§ **Extracted data entries**
———

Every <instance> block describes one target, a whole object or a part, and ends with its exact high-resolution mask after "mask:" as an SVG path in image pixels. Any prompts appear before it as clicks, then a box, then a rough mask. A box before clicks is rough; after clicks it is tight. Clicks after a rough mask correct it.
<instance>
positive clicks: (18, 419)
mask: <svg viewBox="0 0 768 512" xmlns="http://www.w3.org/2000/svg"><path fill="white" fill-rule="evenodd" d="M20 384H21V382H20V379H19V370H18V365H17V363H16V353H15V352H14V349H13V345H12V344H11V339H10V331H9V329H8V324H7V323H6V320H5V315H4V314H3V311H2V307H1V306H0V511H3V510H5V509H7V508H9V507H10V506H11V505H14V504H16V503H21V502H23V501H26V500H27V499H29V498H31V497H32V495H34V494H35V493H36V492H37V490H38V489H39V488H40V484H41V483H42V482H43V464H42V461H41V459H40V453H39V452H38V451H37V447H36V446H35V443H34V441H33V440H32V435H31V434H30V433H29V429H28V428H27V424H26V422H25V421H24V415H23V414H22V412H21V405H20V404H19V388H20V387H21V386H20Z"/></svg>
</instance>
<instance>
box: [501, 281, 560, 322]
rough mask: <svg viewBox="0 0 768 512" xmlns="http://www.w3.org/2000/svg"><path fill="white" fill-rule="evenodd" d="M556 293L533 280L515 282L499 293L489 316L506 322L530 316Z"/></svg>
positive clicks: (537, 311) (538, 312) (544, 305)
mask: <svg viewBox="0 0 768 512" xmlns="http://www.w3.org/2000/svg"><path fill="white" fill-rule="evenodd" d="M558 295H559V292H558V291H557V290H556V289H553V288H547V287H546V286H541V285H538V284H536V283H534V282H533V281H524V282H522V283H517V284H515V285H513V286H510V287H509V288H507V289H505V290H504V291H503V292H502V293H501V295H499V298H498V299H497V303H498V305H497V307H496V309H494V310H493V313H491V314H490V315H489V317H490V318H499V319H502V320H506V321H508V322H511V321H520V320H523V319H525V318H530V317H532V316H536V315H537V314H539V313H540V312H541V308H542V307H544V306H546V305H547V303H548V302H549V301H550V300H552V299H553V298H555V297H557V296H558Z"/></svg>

———

§ **Aim of the task**
The full set of records should be duplicated exactly.

§ **Answer box**
Every <instance> block describes one target, a whole object or a part, and ends with its exact high-resolution mask after "mask:" as an SVG path in image pixels. Any prompts appear before it as clicks, then a box, then a rough mask. A box before clicks is rough; after clicks it is tight. Clicks after a rough mask correct it.
<instance>
positive clicks: (18, 419)
mask: <svg viewBox="0 0 768 512" xmlns="http://www.w3.org/2000/svg"><path fill="white" fill-rule="evenodd" d="M20 384H21V382H20V379H19V370H18V365H17V363H16V353H15V352H14V349H13V345H12V344H11V339H10V331H9V329H8V324H7V323H6V320H5V315H4V314H3V311H2V307H1V306H0V511H3V510H5V509H7V508H9V507H10V506H11V505H14V504H16V503H21V502H23V501H26V500H27V499H29V498H31V497H32V495H34V494H35V493H36V492H37V490H38V489H39V488H40V484H41V483H42V482H43V464H42V461H41V459H40V453H39V452H38V451H37V447H36V446H35V443H34V441H33V440H32V435H31V434H30V433H29V429H28V428H27V424H26V422H25V421H24V415H23V414H22V412H21V405H20V404H19V388H20V387H21V386H20Z"/></svg>
</instance>
<instance>
box: [501, 281, 560, 322]
rough mask: <svg viewBox="0 0 768 512" xmlns="http://www.w3.org/2000/svg"><path fill="white" fill-rule="evenodd" d="M556 293L533 280L515 282L499 293L489 316L506 322L530 316Z"/></svg>
positive clicks: (537, 311) (538, 312) (544, 305)
mask: <svg viewBox="0 0 768 512" xmlns="http://www.w3.org/2000/svg"><path fill="white" fill-rule="evenodd" d="M558 295H559V292H558V291H557V290H556V289H553V288H547V287H546V286H541V285H538V284H536V283H534V282H533V281H524V282H522V283H517V284H515V285H513V286H510V287H509V288H507V289H505V290H504V291H503V292H502V293H501V295H499V298H498V299H497V303H498V305H497V307H496V309H494V310H493V313H491V314H490V315H489V317H490V318H499V319H502V320H506V321H508V322H511V321H520V320H523V319H525V318H530V317H532V316H536V315H537V314H539V313H540V312H541V308H542V307H544V306H546V305H547V303H548V302H549V301H550V300H552V299H553V298H555V297H557V296H558Z"/></svg>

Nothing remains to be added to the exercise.